**WHAT YOU WILL DO**
Could you reproduce the whole listing below word for word, leaving out the pictures?
========
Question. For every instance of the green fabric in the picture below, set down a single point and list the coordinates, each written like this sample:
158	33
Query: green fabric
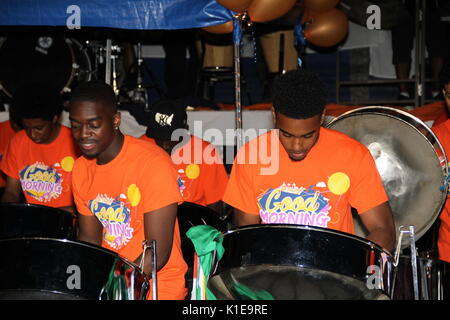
252	295
207	240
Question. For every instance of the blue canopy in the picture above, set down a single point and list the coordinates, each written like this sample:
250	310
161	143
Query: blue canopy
123	14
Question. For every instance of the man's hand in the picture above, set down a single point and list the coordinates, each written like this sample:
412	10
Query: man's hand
159	225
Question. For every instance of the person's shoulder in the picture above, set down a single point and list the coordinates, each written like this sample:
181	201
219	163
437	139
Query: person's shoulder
333	136
337	142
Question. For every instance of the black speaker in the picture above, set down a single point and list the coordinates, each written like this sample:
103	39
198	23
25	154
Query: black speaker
392	12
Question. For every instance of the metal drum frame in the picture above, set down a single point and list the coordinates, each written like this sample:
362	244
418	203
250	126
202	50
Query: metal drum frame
403	181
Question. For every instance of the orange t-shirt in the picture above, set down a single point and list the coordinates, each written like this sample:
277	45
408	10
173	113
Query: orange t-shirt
442	132
337	174
6	133
202	178
44	170
138	180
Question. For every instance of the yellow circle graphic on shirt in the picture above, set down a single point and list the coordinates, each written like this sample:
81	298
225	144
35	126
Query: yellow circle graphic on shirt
134	195
67	163
338	183
192	171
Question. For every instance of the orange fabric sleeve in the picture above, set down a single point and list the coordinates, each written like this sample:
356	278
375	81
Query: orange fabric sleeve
368	191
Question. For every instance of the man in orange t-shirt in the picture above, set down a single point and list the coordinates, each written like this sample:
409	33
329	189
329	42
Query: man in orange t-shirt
39	159
125	189
305	174
201	174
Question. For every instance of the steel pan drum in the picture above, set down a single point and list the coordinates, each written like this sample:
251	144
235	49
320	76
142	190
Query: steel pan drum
433	279
28	220
285	262
189	215
406	153
51	269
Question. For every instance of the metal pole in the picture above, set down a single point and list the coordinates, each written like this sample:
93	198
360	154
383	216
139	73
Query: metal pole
237	82
154	277
419	96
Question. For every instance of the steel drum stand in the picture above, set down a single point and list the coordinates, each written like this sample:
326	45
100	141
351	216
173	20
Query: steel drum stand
414	255
152	247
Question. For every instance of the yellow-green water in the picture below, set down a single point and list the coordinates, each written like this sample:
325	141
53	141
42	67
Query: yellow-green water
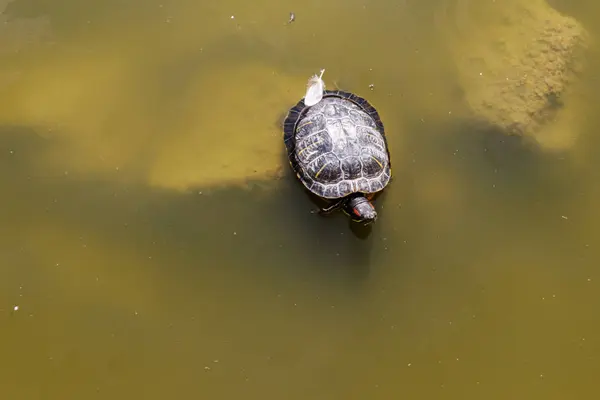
154	244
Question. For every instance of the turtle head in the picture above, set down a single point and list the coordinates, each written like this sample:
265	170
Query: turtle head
360	209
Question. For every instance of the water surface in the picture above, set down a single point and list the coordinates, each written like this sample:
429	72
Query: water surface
154	242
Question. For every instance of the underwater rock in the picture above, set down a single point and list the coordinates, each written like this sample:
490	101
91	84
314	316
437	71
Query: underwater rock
517	67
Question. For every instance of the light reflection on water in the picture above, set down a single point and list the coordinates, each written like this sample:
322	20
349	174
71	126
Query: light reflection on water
156	242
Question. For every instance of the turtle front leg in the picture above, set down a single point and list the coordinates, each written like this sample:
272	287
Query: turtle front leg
331	208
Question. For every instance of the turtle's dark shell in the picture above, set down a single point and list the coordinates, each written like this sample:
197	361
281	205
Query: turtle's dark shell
338	147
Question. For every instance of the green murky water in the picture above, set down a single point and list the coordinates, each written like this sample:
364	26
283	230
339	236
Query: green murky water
154	244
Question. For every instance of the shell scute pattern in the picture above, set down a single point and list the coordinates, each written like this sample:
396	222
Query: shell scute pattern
337	147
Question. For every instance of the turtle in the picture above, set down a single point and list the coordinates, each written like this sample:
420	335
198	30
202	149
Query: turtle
338	150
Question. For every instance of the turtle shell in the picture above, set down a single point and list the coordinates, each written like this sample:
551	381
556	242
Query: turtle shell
338	146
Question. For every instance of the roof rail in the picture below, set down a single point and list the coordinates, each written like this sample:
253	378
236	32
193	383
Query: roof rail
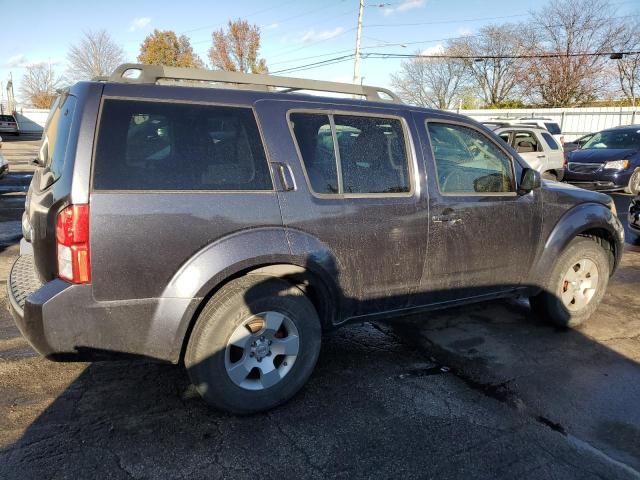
138	73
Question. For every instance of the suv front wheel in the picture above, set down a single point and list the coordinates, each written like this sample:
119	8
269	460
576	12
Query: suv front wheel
576	285
254	345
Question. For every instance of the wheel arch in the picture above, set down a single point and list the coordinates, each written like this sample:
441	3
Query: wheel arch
590	220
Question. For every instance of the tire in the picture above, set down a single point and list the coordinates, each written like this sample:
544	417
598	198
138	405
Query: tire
229	336
634	183
563	306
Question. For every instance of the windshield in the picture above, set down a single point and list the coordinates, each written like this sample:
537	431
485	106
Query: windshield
618	139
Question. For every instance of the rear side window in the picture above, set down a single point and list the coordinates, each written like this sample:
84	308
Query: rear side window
56	134
171	146
551	141
352	154
554	128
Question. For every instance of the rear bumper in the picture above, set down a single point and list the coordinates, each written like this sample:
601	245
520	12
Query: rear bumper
602	180
64	322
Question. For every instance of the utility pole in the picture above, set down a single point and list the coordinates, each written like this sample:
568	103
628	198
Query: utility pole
356	64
========
**SOLUTION TO THIS PROBLEM**
Question. For every instance of the green fabric in the picture below, set down a single point and list the coordinates, each written like this sample:
158	33
Query: green fabric
252	295
207	240
Question. For every instance of the blue canopy in the picture above, set down a single point and list the coordinates, each written like this sample:
250	310
161	143
Query: blue canopy
123	14
Question. For every instance of the man's hand in the picture above, set down a single point and list the coordinates, each written like this sample:
412	10
Query: man's hand
159	225
Question. For every instance of the person's shoulder in the picture above, set down a single point and list the coordinates, each written like this sample:
181	201
219	163
437	139
Query: person's shoulder
333	136
337	142
Question. For every instance of the black speaker in the picture above, set down a single point and list the coordinates, each written like this sample:
103	39
198	23
25	154
Query: black speaker
392	12
Question. For every instance of the metal drum frame in the picture above, set down a single point and list the coordinates, each written like this sample:
362	244
418	203
250	126
202	50
Query: metal drum frame
403	181
Question. For every instance of the orange t-shirt in the picture above, set down a single point and list the coordinates, each written like this sample:
277	45
408	10
173	113
Query: orange t-shirt
442	132
337	174
6	133
202	178
44	170
138	180
Question. For every instance of the yellow circle graphic on shirt in the picture above, set down a single point and list the coordinates, each written like this sample:
81	298
225	144
35	126
Query: yellow circle graphic on shirt
134	195
67	163
338	183
192	171
Question. For every instance of the orange fabric sleeve in the picture above, set down a single point and list the coordinates, each written like this sample:
356	278
375	81
Query: orange fabric sleeve
368	191
Question. For every instance of the man in orange t-shirt in the picture above, set down a single point and list the coordinates, each written like this sample:
409	33
329	189
329	42
Query: man in orange t-shirt
39	159
125	189
305	174
201	174
Question. For every instance of the steel pan drum in the picture above, set down a single point and list the coordinates, each written like this sample:
251	144
235	49
320	76
142	190
Query: steel pan drum
433	279
28	220
285	262
189	215
406	153
51	269
Question. For every instance of the metal pole in the picture above, set down a single point and list the coordinates, each written like this sample:
93	198
360	154
383	216
139	73
Query: metal pole
237	82
154	277
419	96
Question. For every instance of the steel drum stand in the picture above, set down a single point and list the coordinates, each written like this sample:
326	45
100	141
351	216
173	20
Query: steel drum stand
414	255
152	247
Question. For every instance of the yellow-green water in the picture below, set down a single point and list the coordinates, each written like this sample:
325	141
53	141
42	67
Query: yellow-green water
154	244
Question. For every instance of the turtle head in the picture above, set down a single point and list the coordinates, each written like this sample:
265	170
Query: turtle head
360	209
Question. For every instance of the water surface in the picture above, set down a single point and list the coordinates, each written like this sample:
429	72
Query: water surface
154	242
Question. For every instance of the underwater rock in the picture above, set down a single point and list the coordinates, each written like this sample:
490	101
91	84
314	316
437	71
Query: underwater rock
517	67
Question. For every instance of the light reflection on water in the picture above, set down a single point and list the coordinates, each written like this sample:
322	20
349	174
71	126
Query: light reflection on water
156	242
Question. For every instance of the turtle front leg in the picture above, set down a single point and list the coordinates, each written like this sample:
272	287
Query: turtle front leg
331	208
Question. For every instance of the turtle's dark shell in the picture above, set down a single point and list the coordinates, each written like this sample:
197	361
281	205
Query: turtle's dark shell
338	147
Question. For every instance of the green murky water in the picture above, set down a single point and list the coordinates, each written like this sample:
364	26
283	230
339	236
Query: green murky water
154	244
Question. For every instance of the shell scute pattern in the picture above, set down a single point and list the coordinates, each written like this sample:
396	222
Query: shell scute pattern
337	147
Question. For every instance of the turtle in the picture above, set down a single point and list the coordinates, each written like this sample:
420	335
198	30
202	149
Query: turtle
338	150
Question. For every instance of the turtle shell in the picture above, set down a single point and list the coordinates, each written like this sample:
551	381
556	242
Query: turtle shell
338	146
Question. For every instance of the roof rail in the picture below, set down a single point and list the coordinates, each written like this sample:
253	378
236	32
193	383
Query: roof rail
138	73
Question. For every instance of the suv front wheel in the picture above, set down a single point and list the coordinates, each written like this sample:
119	8
269	460
576	12
Query: suv front wheel
576	285
254	345
Question. For every instance of the wheel arch in the picture above, set down a single point and list the coordinates, each written like this sample:
441	3
Query: wheel arch
590	220
Question. For every instance of the tire in the picture above, set down a single point and list the coordinates, each written like this sample:
544	417
598	198
138	405
Query: tire
229	336
634	183
563	306
Question. For every instance of the windshield in the picture above, set down a single point and list the coordinates, each written like this sample:
537	431
485	106
Query: windshield
618	139
Question. For every instance of the rear side window in the picture above, set down a single point and list the coordinates, each written like this sample:
84	308
Query: rear side window
56	134
171	146
551	141
352	154
554	128
Question. For every instance of the rear bumper in the picture above, set down a single point and list the coordinates, each written like this sample:
601	245
520	12
Query: rear bumper
602	180
64	322
Question. For every instance of the utility pole in the picture above, set down a single point and list the coordinates, each written like this sample:
568	103
628	198
Query: utility pole
356	64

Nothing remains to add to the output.